- Supplied passage -
Thanks so much for your insight, Dr Pechacek.  
I read and reread 64721's description and I can agree that should cover the release portion, however large or small the incision.  (I think that I was getting hung up on the fact that the incision was the size of an arthroscopic entrance but it was not an actual arthroscopic approach.)  I also like 76998 for the intraoperative US assist and I hadn't even considered the aspect of perhaps including a code for the diagnostic portion.  Thanks so much!


----------



## jfolz (Mar 16, 2018)

*billing a diagnostic US with a needle placement US*

_" I might suggest that if/when your surgeon(s) do this particular procedure in the future that they do take some retained images during the Diagnostic US (and maybe at the end of the procedure), and dictate a separate "US Report" into the record, then you could use both 76998 and 76882.  They may not like it (the extra work and documentation), but they may get better compensation for their work, and I think it is medically ethical since there is no CPT code that adequately covers both the Ultrasonic Diagnostic and Therapeutic Guidance aspects of the procedure.  Be sure to submit the documentation with your claim. 

Hopefully this helps.  It will be interesting to see what others say.

Respectfully submitted, Alan Pechacek, M.D."

- Activity list -
**a)** In Dr. Pechacek's quoted suggestion in the ultrasound billing thread, which two codes could be used if the surgeon dictates a separate ultrasound report?
**b)** Continue the ultrasound billing thread from the point where the shown text ends.
You will not need the records for any of this.

- Records shown -
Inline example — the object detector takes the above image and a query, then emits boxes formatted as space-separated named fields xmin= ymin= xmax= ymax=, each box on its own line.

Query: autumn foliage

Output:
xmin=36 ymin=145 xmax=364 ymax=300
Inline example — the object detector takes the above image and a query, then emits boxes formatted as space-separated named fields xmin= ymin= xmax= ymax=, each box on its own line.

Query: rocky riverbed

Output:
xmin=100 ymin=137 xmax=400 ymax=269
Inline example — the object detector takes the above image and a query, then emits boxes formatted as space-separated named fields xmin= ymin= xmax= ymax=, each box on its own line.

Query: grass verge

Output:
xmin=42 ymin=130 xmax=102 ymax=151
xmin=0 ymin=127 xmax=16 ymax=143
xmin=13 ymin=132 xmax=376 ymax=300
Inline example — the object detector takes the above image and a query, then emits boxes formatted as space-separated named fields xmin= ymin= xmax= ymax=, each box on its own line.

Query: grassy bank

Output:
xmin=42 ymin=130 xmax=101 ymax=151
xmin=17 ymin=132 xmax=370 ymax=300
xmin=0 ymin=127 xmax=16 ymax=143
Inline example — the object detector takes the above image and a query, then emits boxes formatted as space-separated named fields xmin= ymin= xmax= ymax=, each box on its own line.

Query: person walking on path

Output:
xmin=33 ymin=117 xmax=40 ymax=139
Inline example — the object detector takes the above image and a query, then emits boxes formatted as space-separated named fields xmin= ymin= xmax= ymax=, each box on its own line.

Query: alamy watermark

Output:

- Task-by-task results -
**a)** 76998 and 76882

**b)**
_
*

Dr. Pechacek (or anyone else that may know- all answers welcome!!),*
  The physician that is performing the above procedure is now dictating in the procedure line that he is doing a diagnostic ultrasound and a separate ultrasound for the needle placement. He was dictating in the body of the report thorough details but not naming it as a separate procedure when he initially started dictating for these.  This indicates to us that he is probably coding that diagnostic ultrasound for his services in addition to the needle placement US, but I code for the surgery facility and don't think I would be able to without the additional images and reporting that you mentioned above. 

*Do you know where I could find something official stating that we could bill this diagnostic US separately with the addition of that additional report and the retained images so that I could provide the physician with proof that we need those things? 
*
Thanks!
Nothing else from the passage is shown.